The Real Enemies of Art
As someone who has googled himself and found his work being sold by a variety of “media” companies through the years without permission or recompense (and in violation of original contracts), let me put the abusive RIAA lawsuit business in some modest real and legal perspective.
Here’s a quick and typical writer’s tale. In other words, how things really work for most “artists.” A piece you wrote years ago, before the present media company contracts (more on that later), shows up for sale on a search service. You still own the rights, but you do not get any of the money. You contact them and they say, basically, go sue us or the guys we bought it from. This is over maybe a couple of hundred bucks.
So you do nothing. The writing life pays bad enough without spending extra time in court. (
Although Jonathan Tasini did just that, taking the NY Times to court and winning, to little avail. (
The Tasini v. New York Times Co. ruling)
Bottom line? The noble protectors of creativity at the Times just changed their contract and threw any archived material they would have to pay royalties for off their website. This hurt both readers and writers. To see what they did, just check out the
contract used at the Boston Globe, which is owned by, and run the same as, the Times.)

----------------

Decide whether each statement below agrees with the passage above on the real enemies of art. Answer yes or no for each, and quote the deciding words from the passage.
1. In the typical writer's tale, the writer still holds the rights to the old piece that shows up for sale.
2. Jonathan Tasini lost his case against the NY Times.
3. The Times added its archived material to its website after the ruling.

----------------

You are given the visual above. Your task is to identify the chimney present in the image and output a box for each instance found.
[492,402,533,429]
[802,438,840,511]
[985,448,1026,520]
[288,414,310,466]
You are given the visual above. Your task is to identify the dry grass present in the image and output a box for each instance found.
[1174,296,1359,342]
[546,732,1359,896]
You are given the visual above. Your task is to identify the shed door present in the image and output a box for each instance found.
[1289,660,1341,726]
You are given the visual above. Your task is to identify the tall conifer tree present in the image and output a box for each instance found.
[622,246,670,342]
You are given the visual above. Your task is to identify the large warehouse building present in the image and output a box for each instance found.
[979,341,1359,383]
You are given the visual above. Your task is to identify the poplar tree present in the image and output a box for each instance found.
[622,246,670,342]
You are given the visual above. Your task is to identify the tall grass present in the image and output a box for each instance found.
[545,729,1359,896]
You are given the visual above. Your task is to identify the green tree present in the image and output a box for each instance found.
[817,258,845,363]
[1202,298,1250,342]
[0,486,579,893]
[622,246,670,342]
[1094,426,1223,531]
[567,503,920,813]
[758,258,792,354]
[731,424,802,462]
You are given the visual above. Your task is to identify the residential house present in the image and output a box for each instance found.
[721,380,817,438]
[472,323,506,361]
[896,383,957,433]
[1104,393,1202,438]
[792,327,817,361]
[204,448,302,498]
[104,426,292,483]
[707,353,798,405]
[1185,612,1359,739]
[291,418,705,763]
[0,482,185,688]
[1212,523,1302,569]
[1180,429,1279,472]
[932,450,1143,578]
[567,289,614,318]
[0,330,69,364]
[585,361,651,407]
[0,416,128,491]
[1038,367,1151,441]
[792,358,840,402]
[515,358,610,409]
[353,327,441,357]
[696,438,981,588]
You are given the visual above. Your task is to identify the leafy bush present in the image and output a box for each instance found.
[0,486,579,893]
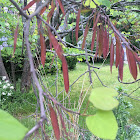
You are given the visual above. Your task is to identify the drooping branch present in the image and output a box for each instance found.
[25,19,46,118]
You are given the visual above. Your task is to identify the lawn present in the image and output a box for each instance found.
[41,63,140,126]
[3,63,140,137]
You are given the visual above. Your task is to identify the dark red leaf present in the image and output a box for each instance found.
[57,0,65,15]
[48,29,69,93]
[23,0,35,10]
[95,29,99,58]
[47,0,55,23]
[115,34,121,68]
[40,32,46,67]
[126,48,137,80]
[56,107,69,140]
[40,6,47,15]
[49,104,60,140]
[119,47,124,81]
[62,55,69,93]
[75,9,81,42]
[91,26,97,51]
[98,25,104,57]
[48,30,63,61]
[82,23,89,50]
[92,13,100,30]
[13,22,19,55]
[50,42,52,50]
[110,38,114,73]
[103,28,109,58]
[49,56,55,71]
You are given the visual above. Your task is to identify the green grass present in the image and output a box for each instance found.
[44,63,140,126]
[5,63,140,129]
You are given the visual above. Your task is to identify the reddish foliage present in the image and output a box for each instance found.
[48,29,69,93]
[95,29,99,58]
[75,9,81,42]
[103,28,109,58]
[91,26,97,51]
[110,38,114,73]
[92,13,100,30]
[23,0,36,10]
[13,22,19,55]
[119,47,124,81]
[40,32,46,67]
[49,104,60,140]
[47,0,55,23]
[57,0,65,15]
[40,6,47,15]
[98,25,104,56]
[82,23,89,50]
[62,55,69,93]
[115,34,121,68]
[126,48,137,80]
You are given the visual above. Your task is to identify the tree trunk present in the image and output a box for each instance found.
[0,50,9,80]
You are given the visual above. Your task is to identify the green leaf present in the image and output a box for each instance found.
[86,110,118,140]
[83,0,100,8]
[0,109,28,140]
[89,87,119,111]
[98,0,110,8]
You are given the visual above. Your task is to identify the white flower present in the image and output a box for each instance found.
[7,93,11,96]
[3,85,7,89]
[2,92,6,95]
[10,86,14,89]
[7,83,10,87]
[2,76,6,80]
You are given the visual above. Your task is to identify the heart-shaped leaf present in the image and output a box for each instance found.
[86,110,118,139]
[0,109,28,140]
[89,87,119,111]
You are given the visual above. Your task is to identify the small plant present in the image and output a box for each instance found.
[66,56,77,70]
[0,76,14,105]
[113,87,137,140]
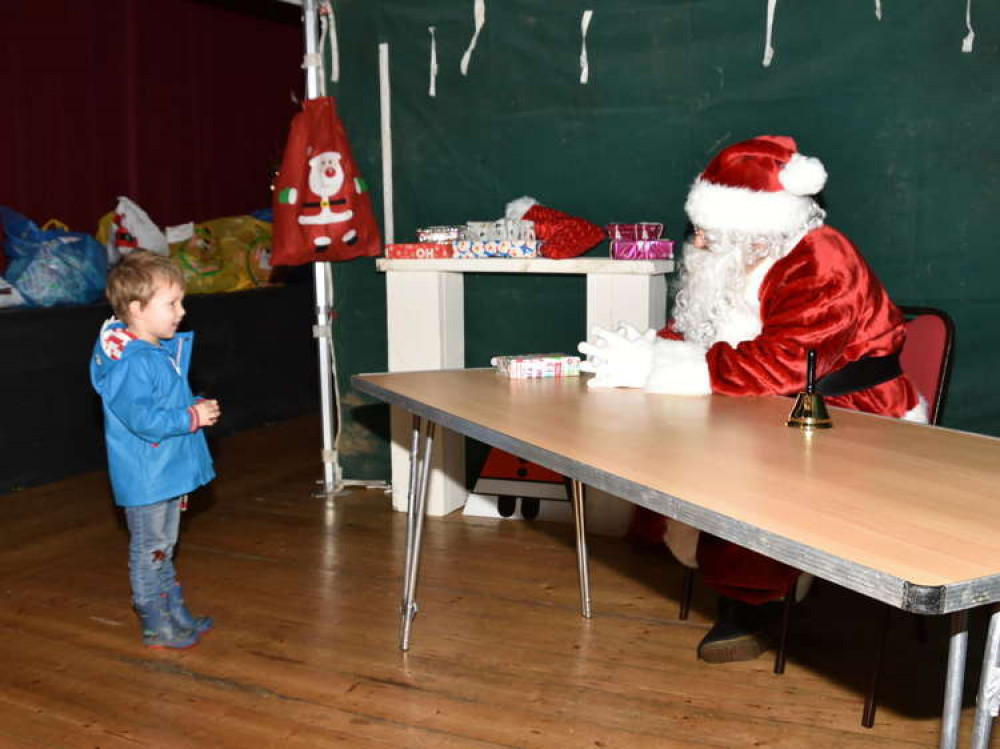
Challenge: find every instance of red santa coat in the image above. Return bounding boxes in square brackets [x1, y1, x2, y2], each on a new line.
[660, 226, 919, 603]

----------------

Solution to this exercise:
1. Yes: "You still own the rights, but you do not get any of the money."
2. No: "taking the NY Times to court and winning, to little avail."
3. No: "threw any archived material they would have to pay royalties for off their website."